**Brief**
Turn part of the listing below into a numbered list, leaving out any blank lines: begin at the line that contains "of the ocean" and stop after the last line of the listing.

**Extracted information**
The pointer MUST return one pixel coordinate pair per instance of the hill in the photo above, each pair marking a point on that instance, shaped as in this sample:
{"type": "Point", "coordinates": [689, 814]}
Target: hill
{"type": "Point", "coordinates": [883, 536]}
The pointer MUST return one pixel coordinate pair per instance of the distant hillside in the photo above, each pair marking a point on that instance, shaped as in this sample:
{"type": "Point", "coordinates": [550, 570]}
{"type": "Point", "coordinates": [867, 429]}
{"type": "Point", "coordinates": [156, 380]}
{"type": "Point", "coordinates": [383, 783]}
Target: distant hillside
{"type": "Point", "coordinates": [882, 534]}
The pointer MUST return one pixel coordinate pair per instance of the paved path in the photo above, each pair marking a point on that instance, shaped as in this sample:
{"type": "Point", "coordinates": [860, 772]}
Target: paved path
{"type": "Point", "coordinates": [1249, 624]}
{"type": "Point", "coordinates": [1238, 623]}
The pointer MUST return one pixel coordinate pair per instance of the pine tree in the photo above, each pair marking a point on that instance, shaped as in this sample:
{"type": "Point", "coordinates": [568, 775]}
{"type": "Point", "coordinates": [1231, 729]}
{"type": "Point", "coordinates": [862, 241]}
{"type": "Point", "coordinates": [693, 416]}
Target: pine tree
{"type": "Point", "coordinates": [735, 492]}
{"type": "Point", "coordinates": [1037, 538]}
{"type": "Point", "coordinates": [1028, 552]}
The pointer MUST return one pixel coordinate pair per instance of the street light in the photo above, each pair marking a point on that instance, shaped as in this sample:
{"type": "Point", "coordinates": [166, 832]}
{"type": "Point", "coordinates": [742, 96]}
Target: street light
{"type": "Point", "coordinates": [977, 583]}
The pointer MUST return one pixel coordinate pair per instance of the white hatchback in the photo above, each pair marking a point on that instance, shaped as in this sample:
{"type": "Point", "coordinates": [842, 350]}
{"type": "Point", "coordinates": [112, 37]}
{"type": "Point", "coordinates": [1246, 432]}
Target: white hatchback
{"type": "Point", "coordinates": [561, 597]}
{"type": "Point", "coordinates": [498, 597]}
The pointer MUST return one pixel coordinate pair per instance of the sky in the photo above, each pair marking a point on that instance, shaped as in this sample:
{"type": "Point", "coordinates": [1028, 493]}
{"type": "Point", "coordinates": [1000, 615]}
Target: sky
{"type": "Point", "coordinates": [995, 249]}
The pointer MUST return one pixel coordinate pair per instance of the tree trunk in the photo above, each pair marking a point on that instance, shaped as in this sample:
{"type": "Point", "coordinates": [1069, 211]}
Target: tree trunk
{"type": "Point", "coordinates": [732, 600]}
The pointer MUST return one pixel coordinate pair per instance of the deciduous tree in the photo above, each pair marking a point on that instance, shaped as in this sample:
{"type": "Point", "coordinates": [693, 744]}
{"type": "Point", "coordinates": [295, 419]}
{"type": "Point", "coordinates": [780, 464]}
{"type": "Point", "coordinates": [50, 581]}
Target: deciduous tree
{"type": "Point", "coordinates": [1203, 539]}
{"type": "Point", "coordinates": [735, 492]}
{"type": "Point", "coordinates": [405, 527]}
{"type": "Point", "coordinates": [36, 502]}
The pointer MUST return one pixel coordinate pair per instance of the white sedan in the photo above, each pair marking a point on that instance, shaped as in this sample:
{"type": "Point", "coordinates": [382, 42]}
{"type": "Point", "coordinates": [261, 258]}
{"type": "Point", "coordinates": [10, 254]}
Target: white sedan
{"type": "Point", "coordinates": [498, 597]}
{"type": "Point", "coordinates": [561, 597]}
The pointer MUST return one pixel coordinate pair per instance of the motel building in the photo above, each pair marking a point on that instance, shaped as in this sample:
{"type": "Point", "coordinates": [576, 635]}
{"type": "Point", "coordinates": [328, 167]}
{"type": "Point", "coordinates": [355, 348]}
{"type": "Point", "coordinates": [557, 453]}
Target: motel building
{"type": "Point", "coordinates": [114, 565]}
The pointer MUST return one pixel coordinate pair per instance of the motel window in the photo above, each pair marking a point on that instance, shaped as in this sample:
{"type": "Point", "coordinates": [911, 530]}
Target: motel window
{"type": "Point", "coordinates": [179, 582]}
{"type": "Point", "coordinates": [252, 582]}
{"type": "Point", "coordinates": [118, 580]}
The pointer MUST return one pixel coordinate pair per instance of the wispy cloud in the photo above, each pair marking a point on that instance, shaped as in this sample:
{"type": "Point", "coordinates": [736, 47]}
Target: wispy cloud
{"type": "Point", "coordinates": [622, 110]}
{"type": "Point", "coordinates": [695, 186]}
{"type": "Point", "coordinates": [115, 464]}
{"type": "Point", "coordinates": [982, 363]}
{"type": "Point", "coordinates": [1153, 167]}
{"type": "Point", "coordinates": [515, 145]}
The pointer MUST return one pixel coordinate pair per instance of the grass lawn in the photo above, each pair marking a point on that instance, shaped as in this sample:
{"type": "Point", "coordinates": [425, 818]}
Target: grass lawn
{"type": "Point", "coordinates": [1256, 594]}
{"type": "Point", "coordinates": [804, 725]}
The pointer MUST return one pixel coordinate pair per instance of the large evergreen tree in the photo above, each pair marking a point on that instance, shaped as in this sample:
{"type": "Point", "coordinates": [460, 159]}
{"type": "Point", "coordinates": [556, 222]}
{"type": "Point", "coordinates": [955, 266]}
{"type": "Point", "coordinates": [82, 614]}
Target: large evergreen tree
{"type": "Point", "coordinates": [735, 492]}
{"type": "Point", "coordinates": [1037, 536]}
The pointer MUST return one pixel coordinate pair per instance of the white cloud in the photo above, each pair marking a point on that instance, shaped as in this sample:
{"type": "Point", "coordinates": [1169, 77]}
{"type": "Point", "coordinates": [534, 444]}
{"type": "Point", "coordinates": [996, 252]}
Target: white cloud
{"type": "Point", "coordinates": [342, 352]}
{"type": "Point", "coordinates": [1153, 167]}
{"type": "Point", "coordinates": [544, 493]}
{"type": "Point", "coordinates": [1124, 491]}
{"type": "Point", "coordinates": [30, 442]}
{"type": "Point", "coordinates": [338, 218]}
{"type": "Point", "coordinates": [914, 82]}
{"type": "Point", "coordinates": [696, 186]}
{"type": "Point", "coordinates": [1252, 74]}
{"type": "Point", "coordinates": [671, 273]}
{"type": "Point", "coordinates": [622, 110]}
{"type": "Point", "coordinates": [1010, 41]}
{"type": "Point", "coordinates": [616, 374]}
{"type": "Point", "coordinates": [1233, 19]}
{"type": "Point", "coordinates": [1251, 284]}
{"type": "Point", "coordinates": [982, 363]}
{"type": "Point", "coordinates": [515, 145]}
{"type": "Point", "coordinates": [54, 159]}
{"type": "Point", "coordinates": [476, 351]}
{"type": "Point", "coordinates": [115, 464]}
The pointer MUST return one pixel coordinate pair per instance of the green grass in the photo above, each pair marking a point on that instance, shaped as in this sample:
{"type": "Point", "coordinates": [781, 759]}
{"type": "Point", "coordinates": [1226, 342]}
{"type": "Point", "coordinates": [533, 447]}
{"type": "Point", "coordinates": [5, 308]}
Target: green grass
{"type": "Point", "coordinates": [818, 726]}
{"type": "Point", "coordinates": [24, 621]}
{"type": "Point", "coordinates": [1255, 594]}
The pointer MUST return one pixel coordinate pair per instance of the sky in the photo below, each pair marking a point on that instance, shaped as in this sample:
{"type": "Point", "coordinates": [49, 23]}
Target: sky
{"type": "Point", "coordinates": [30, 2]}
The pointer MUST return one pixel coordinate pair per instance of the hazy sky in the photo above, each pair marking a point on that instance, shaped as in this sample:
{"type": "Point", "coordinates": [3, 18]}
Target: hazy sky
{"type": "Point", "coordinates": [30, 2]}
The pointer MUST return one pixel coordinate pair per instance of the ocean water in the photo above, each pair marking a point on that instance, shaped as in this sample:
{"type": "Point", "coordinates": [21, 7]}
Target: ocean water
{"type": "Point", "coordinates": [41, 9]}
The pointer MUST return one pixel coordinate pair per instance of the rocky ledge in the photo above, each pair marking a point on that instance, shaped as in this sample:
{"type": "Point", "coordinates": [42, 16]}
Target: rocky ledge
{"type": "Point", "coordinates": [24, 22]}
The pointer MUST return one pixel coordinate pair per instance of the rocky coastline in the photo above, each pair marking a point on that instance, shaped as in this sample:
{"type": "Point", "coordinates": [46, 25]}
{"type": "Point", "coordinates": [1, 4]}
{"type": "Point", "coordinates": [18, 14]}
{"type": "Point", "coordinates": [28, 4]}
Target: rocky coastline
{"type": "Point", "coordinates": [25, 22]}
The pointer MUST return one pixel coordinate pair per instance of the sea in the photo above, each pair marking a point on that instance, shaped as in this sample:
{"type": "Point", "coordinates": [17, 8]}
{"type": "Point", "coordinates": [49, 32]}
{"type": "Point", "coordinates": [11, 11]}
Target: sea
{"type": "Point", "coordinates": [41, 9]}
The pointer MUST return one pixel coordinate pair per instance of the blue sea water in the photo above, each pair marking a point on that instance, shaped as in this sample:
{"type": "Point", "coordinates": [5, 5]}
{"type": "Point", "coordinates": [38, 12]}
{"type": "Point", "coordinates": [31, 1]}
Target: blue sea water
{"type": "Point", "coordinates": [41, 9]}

**Answer to this exercise**
1. The pointer MUST return one pixel coordinate pair per instance of the ocean water in the photo above, each pair marking a point on that instance, shaped as in this sample:
2. {"type": "Point", "coordinates": [21, 7]}
3. Target: ocean water
4. {"type": "Point", "coordinates": [41, 9]}
5. The pointer MUST return one pixel coordinate pair per instance of the rocky ledge in the photo above, each pair marking a point on that instance, shaped as in this sample:
6. {"type": "Point", "coordinates": [42, 16]}
7. Target: rocky ledge
8. {"type": "Point", "coordinates": [24, 22]}
9. The pointer MUST return one pixel coordinate pair per instance of the rocky coastline in the photo above, each pair marking a point on that instance, shaped as in this sample:
10. {"type": "Point", "coordinates": [46, 25]}
11. {"type": "Point", "coordinates": [1, 4]}
12. {"type": "Point", "coordinates": [18, 14]}
13. {"type": "Point", "coordinates": [28, 4]}
14. Target: rocky coastline
15. {"type": "Point", "coordinates": [25, 22]}
16. The pointer MUST return one pixel coordinate pair per instance of the sea in the photo above, each pair marking a point on that instance, shaped as in this sample:
17. {"type": "Point", "coordinates": [17, 8]}
18. {"type": "Point", "coordinates": [49, 32]}
19. {"type": "Point", "coordinates": [11, 11]}
20. Target: sea
21. {"type": "Point", "coordinates": [41, 9]}
22. The pointer MUST return one pixel coordinate pair per instance of the blue sea water in the photo above, each pair marking a point on that instance, shaped as in this sample:
23. {"type": "Point", "coordinates": [5, 5]}
24. {"type": "Point", "coordinates": [38, 12]}
25. {"type": "Point", "coordinates": [31, 1]}
26. Target: blue sea water
27. {"type": "Point", "coordinates": [41, 9]}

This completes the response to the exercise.